## Exercise input

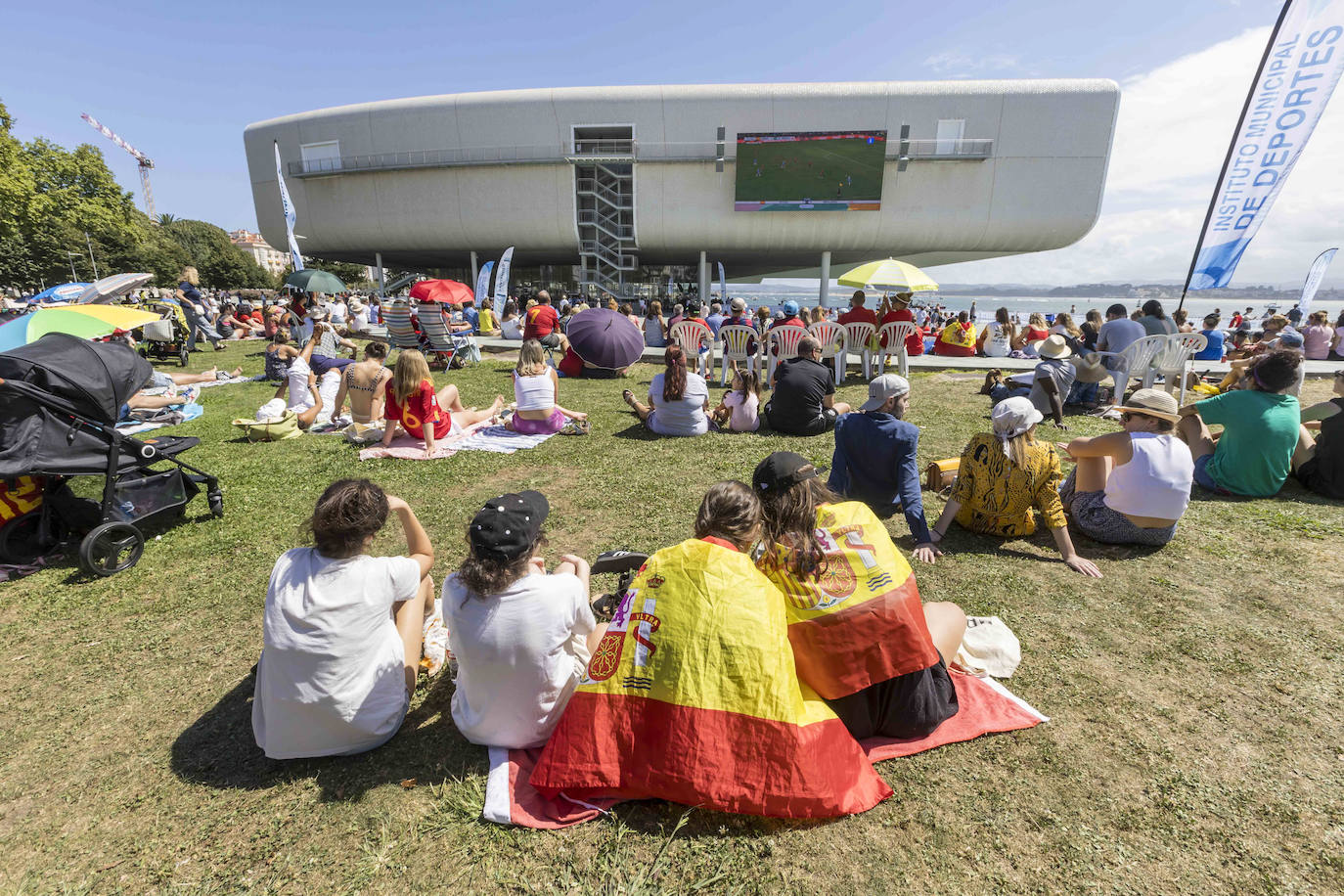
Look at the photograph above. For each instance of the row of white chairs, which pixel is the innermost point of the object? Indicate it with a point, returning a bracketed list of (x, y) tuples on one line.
[(734, 342)]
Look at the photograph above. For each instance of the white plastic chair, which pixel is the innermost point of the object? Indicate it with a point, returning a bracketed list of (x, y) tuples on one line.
[(691, 336), (1172, 359), (783, 344), (895, 335), (1136, 360), (859, 335), (834, 344), (734, 340)]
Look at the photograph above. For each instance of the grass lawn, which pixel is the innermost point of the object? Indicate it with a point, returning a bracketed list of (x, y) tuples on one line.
[(1195, 694)]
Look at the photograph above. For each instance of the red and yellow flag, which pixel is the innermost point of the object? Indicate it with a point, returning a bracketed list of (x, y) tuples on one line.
[(861, 621), (693, 696)]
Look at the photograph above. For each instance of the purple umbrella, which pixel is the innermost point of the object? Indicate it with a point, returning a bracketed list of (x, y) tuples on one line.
[(605, 338)]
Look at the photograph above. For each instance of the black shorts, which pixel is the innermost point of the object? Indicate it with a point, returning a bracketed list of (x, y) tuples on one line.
[(824, 422), (909, 705)]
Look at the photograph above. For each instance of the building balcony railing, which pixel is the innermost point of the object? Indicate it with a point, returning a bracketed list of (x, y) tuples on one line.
[(972, 148)]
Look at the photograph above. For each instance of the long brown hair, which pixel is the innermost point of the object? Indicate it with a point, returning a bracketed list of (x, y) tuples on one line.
[(674, 379), (790, 522)]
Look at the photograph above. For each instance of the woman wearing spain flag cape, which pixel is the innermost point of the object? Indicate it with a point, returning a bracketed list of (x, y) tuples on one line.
[(693, 694), (859, 633)]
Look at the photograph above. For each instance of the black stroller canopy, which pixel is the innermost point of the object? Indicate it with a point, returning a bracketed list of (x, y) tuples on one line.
[(97, 378)]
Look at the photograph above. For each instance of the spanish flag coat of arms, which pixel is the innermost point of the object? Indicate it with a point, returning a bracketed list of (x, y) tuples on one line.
[(693, 696)]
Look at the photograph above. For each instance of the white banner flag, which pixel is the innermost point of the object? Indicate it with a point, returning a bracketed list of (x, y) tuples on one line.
[(1314, 280), (502, 281), (1301, 65), (290, 212)]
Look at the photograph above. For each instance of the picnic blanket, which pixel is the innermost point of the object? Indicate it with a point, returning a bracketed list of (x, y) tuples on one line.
[(987, 707), (481, 437)]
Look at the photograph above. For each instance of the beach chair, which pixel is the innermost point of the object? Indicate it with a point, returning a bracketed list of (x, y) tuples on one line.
[(861, 334), (1171, 360), (734, 340), (894, 335), (1136, 360), (401, 332), (834, 344), (444, 344), (691, 336), (781, 344)]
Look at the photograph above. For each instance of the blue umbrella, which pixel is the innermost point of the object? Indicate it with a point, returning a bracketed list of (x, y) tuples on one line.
[(64, 293)]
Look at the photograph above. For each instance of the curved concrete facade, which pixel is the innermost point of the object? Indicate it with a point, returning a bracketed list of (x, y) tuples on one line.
[(427, 180)]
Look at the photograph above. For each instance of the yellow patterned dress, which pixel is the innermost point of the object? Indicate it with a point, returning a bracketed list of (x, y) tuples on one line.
[(998, 496)]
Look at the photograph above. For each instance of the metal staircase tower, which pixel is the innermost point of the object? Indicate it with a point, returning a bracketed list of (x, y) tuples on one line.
[(604, 208)]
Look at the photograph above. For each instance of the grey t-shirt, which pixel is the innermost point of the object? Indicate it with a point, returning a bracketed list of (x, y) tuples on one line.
[(680, 418), (1062, 373)]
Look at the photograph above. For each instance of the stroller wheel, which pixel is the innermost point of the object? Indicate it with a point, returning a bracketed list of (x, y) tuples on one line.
[(111, 548)]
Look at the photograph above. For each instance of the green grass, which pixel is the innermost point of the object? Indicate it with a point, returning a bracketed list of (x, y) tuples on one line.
[(813, 169), (1195, 696)]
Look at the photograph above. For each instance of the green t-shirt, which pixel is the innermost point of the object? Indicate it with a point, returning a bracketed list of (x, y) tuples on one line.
[(1260, 432)]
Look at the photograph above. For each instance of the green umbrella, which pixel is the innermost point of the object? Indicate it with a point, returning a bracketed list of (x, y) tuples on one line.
[(315, 281)]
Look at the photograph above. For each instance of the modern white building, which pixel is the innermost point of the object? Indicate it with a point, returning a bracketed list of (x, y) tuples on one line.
[(262, 252), (629, 179)]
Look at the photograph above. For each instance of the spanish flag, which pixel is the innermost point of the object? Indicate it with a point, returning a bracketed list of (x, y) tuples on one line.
[(861, 621), (693, 696)]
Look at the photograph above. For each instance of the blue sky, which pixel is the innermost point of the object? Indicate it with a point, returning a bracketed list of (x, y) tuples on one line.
[(182, 81)]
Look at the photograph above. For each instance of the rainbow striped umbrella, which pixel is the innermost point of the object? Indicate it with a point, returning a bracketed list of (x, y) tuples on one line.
[(85, 321)]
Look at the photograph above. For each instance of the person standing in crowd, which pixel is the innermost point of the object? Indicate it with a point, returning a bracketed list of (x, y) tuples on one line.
[(1131, 486), (802, 402), (876, 461), (1261, 428)]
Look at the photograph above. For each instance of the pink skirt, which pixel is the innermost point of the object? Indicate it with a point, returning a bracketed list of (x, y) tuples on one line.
[(554, 424)]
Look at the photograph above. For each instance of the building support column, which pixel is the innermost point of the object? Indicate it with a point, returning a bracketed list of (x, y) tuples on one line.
[(824, 291)]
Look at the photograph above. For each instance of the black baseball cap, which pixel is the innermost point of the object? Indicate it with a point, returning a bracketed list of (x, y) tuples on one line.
[(780, 470), (507, 527)]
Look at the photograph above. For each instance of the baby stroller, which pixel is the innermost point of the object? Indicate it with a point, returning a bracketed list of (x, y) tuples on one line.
[(60, 402), (165, 337)]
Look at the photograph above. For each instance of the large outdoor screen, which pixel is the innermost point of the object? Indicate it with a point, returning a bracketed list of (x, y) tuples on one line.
[(812, 171)]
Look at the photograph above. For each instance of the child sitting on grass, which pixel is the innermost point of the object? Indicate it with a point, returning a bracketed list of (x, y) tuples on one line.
[(739, 411), (521, 637), (343, 630)]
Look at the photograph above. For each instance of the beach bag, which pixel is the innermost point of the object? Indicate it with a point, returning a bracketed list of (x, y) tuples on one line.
[(941, 474), (270, 430)]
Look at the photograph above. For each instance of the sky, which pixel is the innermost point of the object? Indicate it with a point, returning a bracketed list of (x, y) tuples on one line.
[(182, 81)]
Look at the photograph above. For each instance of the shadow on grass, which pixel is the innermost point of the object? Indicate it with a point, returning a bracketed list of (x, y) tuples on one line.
[(219, 751)]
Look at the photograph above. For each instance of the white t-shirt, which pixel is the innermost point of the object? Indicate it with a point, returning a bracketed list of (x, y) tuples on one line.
[(519, 657), (331, 680)]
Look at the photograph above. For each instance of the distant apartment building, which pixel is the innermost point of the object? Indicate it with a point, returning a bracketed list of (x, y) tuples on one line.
[(262, 252)]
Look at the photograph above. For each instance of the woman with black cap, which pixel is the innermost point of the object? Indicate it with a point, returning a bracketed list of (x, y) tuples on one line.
[(521, 637)]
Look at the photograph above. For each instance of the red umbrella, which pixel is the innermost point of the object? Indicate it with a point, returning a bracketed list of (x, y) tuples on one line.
[(448, 291)]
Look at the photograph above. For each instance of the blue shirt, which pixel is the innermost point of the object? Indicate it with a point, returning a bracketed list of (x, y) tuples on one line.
[(1214, 351), (875, 463)]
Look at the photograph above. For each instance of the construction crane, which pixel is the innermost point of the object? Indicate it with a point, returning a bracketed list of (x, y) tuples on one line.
[(146, 162)]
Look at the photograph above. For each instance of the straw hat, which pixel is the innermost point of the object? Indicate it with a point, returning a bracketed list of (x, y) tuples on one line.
[(1152, 403)]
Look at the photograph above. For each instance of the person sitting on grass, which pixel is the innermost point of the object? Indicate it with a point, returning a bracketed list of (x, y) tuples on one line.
[(365, 385), (1005, 477), (679, 399), (412, 403), (861, 637), (875, 458), (802, 402), (1131, 486), (1319, 463), (1261, 428), (521, 637), (344, 630), (535, 389), (739, 409)]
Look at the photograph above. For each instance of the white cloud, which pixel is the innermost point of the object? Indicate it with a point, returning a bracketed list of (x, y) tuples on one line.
[(1171, 136)]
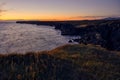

## Stated problem
Copy out, word for word, the lines of the records above, from the line holding "the white banner" through the line holding "[(998, 496)]", inclusive.

## Reply to the task
Look at the photograph above. For each instance of the white banner flag, which pixel is the innermost point of the object? Indicate it with a point, returning a bracketed list of (x, y) tuples on one line.
[(1314, 280), (502, 281), (1301, 65), (290, 212)]
Look at the photograph above. For each instance of the picnic blanket, which pixel is the innermost point of the object? Indicate it with a point, returning a bracketed list of (x, y) tuples on one line.
[(987, 707), (481, 437)]
Look at the photograph above. For each instance of the beach chair, which pixel is the innermost point of the object? Indicate it with a point, returning a bracketed list of (x, y) tuples on one line.
[(861, 334), (1171, 360), (734, 340), (894, 335), (1136, 360), (401, 332), (834, 344), (444, 344), (691, 336), (781, 344)]
Look at the photograph above. For each instance of the blue umbrella, which pixel is the innermost point of the object? Indicate it with a point, returning a bracketed list of (x, y) tuples on one line.
[(64, 293)]
Look at the photograph above. For each instance of the curved concrete facade, which pixel is the innermost point of the object? Indicate it with a point, returning a bracketed list of (x, y) tuples on one line.
[(427, 180)]
Look at the photograph above. For each instance of the yellow patterned dress, which pixel is the innermost point of the object? Indicate it with a point, returning a bracketed list of (x, y) tuples on one line.
[(998, 496)]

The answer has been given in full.